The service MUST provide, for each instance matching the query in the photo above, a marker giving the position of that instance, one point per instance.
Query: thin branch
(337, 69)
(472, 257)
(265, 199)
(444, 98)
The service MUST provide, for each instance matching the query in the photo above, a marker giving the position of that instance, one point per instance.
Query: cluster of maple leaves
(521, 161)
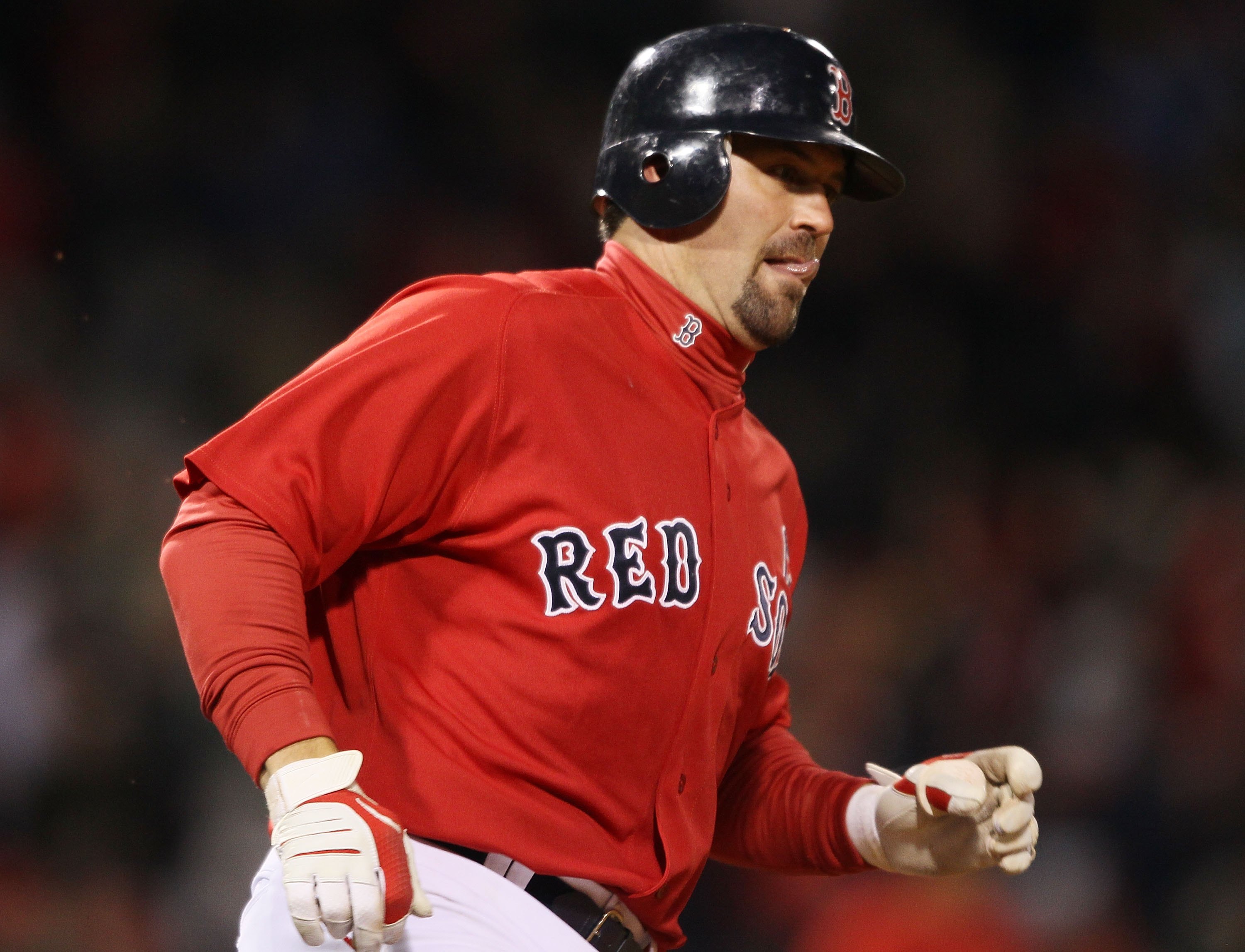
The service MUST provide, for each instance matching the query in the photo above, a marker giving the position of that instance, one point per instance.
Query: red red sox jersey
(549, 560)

########################################

Work instruction: With the pictures left out, return each entry exactly as written.

Task output:
The service MUST provide, for each instance matching the query in the photo above, a marker giving the position of that instance, one point per instance.
Query: thin branch
(337, 69)
(472, 257)
(265, 199)
(444, 98)
The service MUST provide, for each instance matching the query in the photo above, a marker giving the position of that instance, one point per instance.
Query: cluster of maple leaves
(521, 161)
The service MUST provide, for each instance matching the query in the photo above, a marker giving the position of that instance, one point per instance.
Query: red red sox jersey
(549, 560)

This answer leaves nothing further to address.